* **Stated task**
Output the item lines below as a Markdown table with two columns, Row and Line, numbering each row and leaving out blank lines. Begin at the line that has "Spot all occurrences of metal" and stop after the line that has "321 143 348 185".

* **Records to use**
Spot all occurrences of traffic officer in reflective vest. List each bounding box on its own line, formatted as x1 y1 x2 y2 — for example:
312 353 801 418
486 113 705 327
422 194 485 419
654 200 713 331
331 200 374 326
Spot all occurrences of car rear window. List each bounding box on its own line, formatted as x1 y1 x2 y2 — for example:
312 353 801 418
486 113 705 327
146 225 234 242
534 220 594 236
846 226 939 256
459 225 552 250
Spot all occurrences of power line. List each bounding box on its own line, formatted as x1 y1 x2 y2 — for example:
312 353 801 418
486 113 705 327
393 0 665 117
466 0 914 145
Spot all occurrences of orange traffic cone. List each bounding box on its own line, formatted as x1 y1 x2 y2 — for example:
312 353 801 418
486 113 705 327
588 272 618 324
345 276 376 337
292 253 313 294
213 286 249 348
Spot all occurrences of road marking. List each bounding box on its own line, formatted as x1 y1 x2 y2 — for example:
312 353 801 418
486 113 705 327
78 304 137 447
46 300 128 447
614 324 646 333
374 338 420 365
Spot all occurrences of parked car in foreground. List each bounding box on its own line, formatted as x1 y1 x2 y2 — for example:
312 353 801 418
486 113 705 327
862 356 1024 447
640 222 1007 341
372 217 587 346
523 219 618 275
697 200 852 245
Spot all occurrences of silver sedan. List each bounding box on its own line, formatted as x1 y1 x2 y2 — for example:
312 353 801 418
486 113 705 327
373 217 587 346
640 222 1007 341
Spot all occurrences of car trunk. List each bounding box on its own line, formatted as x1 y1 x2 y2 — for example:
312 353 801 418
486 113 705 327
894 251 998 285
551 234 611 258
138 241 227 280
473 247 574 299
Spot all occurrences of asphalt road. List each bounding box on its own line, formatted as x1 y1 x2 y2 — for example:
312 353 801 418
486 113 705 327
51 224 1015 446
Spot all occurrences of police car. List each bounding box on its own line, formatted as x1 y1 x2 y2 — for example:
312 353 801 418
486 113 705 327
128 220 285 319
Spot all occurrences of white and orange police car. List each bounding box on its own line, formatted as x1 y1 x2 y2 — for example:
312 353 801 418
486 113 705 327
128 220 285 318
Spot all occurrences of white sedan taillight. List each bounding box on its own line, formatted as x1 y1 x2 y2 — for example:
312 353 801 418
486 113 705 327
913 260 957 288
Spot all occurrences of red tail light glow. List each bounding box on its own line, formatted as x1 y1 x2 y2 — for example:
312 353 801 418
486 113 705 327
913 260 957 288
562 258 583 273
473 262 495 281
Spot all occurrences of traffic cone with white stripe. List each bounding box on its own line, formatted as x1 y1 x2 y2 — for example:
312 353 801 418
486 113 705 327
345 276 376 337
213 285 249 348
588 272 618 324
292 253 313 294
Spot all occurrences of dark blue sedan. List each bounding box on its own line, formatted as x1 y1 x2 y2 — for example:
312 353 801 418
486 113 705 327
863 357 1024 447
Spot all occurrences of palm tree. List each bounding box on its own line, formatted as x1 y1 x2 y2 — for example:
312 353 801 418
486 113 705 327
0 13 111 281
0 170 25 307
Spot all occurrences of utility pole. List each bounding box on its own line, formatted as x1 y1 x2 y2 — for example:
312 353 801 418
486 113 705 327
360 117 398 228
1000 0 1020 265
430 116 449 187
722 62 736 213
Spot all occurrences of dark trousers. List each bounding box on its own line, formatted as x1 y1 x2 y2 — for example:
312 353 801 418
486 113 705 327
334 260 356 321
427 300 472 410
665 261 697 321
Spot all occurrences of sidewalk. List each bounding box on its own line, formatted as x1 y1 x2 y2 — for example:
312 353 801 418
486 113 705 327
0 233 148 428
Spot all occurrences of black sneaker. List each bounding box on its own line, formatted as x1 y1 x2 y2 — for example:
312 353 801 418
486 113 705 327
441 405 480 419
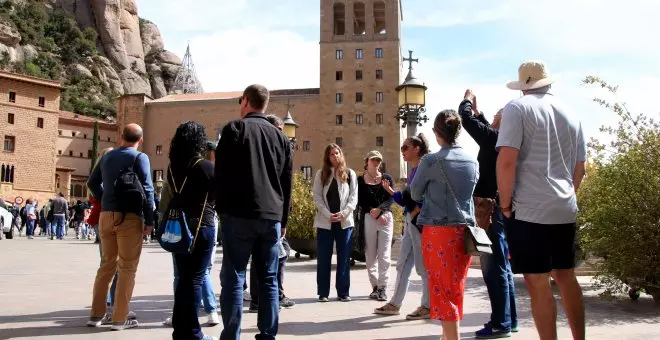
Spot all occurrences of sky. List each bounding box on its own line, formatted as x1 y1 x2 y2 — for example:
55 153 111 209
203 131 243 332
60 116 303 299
138 0 660 154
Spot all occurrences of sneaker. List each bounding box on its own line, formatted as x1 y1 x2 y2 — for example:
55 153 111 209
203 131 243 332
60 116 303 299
87 318 103 327
110 320 139 331
280 296 296 308
474 322 511 339
248 302 259 313
377 287 387 301
369 287 378 300
374 303 399 315
406 306 431 320
206 312 220 326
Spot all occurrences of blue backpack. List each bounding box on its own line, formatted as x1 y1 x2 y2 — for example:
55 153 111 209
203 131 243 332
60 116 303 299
157 159 208 254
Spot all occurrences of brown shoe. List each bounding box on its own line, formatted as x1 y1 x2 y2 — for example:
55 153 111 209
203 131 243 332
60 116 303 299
374 303 399 315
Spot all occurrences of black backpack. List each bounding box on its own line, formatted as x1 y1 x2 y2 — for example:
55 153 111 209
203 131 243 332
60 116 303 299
114 153 147 223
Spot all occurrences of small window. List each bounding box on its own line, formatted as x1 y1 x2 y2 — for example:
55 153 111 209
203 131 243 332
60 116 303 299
300 165 312 179
4 135 16 152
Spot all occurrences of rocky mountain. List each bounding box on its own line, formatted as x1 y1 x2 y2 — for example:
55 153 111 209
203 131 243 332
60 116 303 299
0 0 181 116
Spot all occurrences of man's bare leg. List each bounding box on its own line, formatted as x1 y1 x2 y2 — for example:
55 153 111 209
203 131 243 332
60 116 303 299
552 269 586 340
525 273 557 340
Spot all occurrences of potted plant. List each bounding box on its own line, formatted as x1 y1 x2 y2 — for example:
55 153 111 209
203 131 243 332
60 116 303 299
286 173 316 258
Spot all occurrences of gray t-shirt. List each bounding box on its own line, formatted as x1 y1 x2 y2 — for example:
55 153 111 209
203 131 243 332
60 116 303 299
497 93 587 224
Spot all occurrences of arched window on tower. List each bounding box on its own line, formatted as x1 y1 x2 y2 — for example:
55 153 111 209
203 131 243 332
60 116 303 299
332 3 346 35
353 2 367 35
374 1 387 34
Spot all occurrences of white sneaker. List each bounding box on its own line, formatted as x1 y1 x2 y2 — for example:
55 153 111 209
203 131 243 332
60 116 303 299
110 320 139 331
207 312 220 326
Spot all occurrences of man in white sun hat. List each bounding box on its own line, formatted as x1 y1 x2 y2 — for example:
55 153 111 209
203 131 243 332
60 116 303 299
496 61 586 340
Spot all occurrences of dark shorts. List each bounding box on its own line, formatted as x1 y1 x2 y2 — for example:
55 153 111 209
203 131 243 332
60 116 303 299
504 216 576 274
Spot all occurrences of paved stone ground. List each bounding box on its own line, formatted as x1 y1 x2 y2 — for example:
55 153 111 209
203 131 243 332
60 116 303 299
0 237 660 340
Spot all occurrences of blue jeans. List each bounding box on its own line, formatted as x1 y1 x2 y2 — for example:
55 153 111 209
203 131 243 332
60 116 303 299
390 213 430 308
220 214 281 340
172 226 215 340
480 206 518 331
50 215 66 240
94 224 118 307
172 255 218 313
316 226 353 297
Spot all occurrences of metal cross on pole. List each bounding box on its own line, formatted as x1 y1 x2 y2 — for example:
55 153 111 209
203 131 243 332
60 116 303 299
403 50 419 72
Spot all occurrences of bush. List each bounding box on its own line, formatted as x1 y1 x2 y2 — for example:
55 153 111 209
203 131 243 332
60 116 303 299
578 77 660 303
286 172 316 240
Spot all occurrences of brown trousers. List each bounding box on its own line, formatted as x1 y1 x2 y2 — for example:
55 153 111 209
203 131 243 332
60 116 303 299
90 211 144 323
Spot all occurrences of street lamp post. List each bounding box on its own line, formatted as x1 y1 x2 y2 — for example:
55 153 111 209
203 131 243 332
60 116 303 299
282 110 299 150
396 51 429 178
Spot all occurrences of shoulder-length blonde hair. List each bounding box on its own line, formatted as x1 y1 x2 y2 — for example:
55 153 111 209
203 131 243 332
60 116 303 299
94 148 112 168
321 143 348 185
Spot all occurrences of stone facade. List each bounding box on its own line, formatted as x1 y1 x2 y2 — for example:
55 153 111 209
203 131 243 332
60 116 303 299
117 0 405 178
0 71 61 202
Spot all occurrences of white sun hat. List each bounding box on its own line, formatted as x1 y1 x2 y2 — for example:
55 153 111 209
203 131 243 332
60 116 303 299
506 60 555 91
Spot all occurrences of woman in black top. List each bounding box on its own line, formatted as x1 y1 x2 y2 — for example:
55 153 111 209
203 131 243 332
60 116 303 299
166 121 215 340
358 151 394 301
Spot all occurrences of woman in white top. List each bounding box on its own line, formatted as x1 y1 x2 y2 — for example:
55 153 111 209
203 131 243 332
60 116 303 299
312 144 357 302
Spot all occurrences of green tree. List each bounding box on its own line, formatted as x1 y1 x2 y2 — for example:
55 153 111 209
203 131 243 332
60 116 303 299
578 76 660 303
89 121 99 174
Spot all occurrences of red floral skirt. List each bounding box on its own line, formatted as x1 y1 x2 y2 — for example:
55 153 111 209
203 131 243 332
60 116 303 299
422 225 472 321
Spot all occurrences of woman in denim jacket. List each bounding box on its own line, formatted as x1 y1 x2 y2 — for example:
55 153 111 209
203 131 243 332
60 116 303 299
410 110 479 340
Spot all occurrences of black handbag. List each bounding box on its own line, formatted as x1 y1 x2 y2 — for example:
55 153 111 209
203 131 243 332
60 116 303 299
440 164 493 256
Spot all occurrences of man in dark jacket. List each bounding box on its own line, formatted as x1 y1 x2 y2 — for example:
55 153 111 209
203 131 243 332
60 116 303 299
458 90 518 339
215 85 293 340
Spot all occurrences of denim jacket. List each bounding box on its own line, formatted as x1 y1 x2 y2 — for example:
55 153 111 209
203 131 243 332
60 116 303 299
410 145 479 226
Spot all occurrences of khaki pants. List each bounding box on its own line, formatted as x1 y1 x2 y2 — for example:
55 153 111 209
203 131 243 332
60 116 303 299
90 211 144 323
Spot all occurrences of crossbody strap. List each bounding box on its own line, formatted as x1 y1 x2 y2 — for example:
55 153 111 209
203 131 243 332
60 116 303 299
440 161 468 225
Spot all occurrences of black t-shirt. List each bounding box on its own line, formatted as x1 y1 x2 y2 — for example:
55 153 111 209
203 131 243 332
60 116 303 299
167 159 215 230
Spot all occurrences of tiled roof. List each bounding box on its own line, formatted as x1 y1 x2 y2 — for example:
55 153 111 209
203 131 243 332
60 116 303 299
147 88 320 105
0 70 62 89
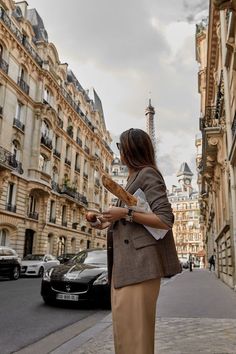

* **Result for this task**
| Row | Line |
|---|---|
| 1 | Spot all occurrences of metal cross on pole. List each bounding box on its own line, formatted as x1 y1 x2 y2 — for example: |
| 2 | 55 153 111 209 |
| 3 | 203 131 243 332 |
| 4 | 60 116 303 299 |
| 5 | 403 50 419 72 |
| 6 | Spot all occurrences of bush. List each bounding box on its own line, formatted as x1 y1 x2 y2 — for example: |
| 7 | 55 153 111 209 |
| 8 | 203 131 243 332 |
| 9 | 60 116 303 299 |
| 10 | 578 77 660 303 |
| 11 | 286 172 316 240 |
| 12 | Spot all occurrences of brown trousers. List each bounding box on its own line, formatted as x1 y1 x2 y2 — for example: |
| 13 | 55 153 111 209 |
| 14 | 203 131 243 332 |
| 15 | 60 116 303 299 |
| 16 | 90 211 144 323 |
| 17 | Spot all occurrences of street lamp post. List each bounding box on its own line, formatted as x1 y1 x2 y2 — for example: |
| 18 | 55 153 111 209 |
| 19 | 203 131 243 332 |
| 20 | 60 116 303 299 |
| 21 | 282 110 299 150 |
| 22 | 396 51 429 178 |
| 23 | Spot all occurrences of shoulder-length blonde hair. List each bounding box on its own line, formatted as x1 y1 x2 y2 — for example: |
| 24 | 55 153 111 209 |
| 25 | 203 131 243 332 |
| 26 | 60 116 303 299 |
| 27 | 94 148 112 168 |
| 28 | 321 143 348 185 |